### Task to carry out
Please repeat, word for word, only the lines of the material between the line holding "In this exercise you will locate the picture" and the line holding "<point>146,182</point>", inclusive.

### Input records
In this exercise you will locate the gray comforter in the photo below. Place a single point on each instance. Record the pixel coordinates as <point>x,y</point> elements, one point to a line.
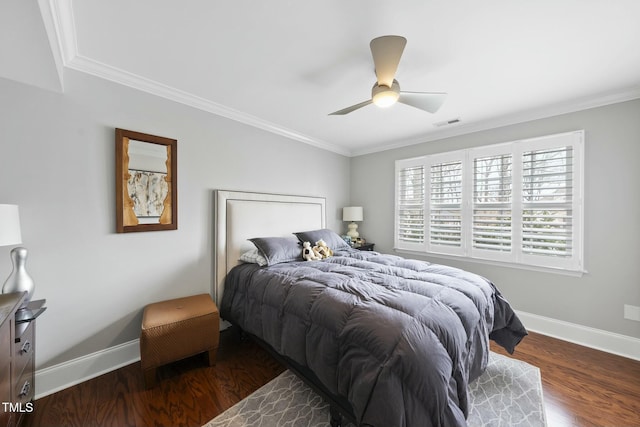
<point>399,339</point>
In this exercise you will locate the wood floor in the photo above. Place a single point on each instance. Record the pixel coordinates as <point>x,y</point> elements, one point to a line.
<point>582,387</point>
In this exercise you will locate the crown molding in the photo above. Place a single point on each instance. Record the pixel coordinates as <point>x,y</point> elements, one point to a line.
<point>60,26</point>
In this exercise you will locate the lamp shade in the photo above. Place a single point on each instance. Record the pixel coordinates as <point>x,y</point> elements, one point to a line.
<point>9,225</point>
<point>352,213</point>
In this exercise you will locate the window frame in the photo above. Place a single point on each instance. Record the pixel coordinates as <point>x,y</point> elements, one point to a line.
<point>517,256</point>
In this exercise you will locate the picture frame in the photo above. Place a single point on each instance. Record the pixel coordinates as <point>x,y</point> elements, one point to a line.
<point>146,182</point>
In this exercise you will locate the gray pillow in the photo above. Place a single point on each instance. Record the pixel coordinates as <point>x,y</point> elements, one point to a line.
<point>330,237</point>
<point>278,249</point>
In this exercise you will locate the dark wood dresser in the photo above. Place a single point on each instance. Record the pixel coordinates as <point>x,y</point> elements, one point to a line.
<point>17,356</point>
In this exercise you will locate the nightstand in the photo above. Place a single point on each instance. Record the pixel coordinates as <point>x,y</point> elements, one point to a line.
<point>17,359</point>
<point>365,247</point>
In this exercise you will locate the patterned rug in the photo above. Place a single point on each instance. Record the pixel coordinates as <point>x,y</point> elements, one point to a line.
<point>509,393</point>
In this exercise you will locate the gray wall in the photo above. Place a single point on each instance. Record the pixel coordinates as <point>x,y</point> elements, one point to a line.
<point>57,164</point>
<point>612,212</point>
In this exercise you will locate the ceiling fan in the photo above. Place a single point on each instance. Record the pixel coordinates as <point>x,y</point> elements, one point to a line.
<point>386,51</point>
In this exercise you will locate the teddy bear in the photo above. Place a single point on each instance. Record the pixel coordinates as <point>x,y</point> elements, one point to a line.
<point>322,249</point>
<point>308,253</point>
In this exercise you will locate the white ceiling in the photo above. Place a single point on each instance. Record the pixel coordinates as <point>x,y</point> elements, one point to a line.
<point>283,65</point>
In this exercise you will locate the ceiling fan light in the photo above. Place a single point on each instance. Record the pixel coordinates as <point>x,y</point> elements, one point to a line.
<point>385,99</point>
<point>385,96</point>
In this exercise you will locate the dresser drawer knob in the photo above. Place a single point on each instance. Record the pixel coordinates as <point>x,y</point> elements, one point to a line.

### Exercise output
In this exercise you will locate the picture frame in the photo above. Place a single point on each instance. Record the pixel coordinates as <point>x,y</point> elements, one point to a line.
<point>146,182</point>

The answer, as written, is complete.